**Referring expression data**:
----------

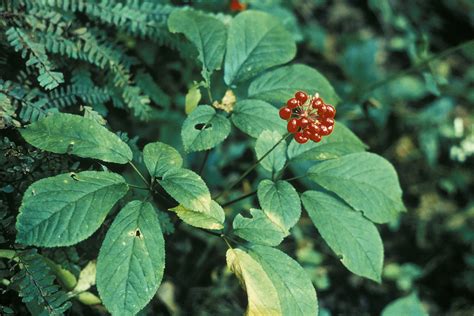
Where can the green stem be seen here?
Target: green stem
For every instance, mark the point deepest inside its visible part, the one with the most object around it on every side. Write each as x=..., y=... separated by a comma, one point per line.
x=139, y=173
x=227, y=242
x=295, y=178
x=203, y=164
x=416, y=67
x=250, y=169
x=209, y=93
x=7, y=253
x=240, y=198
x=137, y=187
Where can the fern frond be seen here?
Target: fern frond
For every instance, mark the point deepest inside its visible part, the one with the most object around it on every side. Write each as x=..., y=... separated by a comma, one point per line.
x=32, y=103
x=35, y=54
x=7, y=112
x=149, y=86
x=92, y=46
x=35, y=283
x=64, y=97
x=145, y=19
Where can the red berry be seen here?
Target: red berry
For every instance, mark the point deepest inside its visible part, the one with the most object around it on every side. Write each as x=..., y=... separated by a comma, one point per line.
x=322, y=110
x=324, y=130
x=292, y=126
x=307, y=133
x=285, y=113
x=301, y=96
x=330, y=111
x=330, y=129
x=316, y=137
x=328, y=122
x=314, y=128
x=316, y=103
x=303, y=122
x=292, y=103
x=300, y=138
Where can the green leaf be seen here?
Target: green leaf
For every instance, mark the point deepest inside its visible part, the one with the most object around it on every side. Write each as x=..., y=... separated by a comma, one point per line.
x=352, y=237
x=73, y=134
x=256, y=41
x=214, y=219
x=66, y=209
x=262, y=295
x=131, y=260
x=280, y=202
x=278, y=85
x=188, y=189
x=366, y=181
x=160, y=157
x=207, y=33
x=295, y=290
x=341, y=142
x=275, y=161
x=254, y=116
x=259, y=229
x=204, y=128
x=192, y=99
x=408, y=305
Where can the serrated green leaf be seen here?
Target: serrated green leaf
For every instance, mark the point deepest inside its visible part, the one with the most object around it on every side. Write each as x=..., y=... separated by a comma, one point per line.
x=73, y=134
x=262, y=295
x=206, y=32
x=280, y=202
x=66, y=209
x=192, y=99
x=366, y=181
x=351, y=236
x=204, y=128
x=341, y=142
x=214, y=219
x=187, y=187
x=259, y=229
x=160, y=157
x=254, y=116
x=275, y=161
x=408, y=305
x=256, y=41
x=279, y=85
x=295, y=290
x=131, y=260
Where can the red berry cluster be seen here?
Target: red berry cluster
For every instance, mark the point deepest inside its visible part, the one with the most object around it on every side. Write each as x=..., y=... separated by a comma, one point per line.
x=308, y=117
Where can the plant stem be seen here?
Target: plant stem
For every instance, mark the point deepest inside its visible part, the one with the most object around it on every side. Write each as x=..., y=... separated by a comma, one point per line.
x=203, y=164
x=136, y=186
x=7, y=253
x=227, y=242
x=239, y=198
x=295, y=178
x=227, y=189
x=139, y=173
x=418, y=66
x=209, y=93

----------

**Task prompt**:
How many lines in the entries above include the string "fern"? Answer with the number only.

**Problem solution**:
2